Input:
━━━━━━━━━━━━━━━━

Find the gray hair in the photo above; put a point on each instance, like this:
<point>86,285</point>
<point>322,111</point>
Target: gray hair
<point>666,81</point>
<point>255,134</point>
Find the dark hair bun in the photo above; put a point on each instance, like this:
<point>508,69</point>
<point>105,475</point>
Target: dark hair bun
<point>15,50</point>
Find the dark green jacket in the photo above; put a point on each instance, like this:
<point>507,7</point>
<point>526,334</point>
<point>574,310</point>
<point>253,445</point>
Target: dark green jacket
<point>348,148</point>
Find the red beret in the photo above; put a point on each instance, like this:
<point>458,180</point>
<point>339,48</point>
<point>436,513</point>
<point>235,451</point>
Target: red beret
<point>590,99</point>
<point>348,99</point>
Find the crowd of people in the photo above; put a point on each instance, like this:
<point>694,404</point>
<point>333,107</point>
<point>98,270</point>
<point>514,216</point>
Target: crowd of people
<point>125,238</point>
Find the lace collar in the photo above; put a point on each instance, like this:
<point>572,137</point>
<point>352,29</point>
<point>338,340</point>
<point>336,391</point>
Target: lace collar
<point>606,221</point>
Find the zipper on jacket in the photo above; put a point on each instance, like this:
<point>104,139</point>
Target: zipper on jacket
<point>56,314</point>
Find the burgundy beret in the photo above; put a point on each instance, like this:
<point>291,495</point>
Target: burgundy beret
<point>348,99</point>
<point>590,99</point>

━━━━━━━━━━━━━━━━

The problem: Check every line in the material above for the string "this", then give only the number of lines that have it.

Response box: 8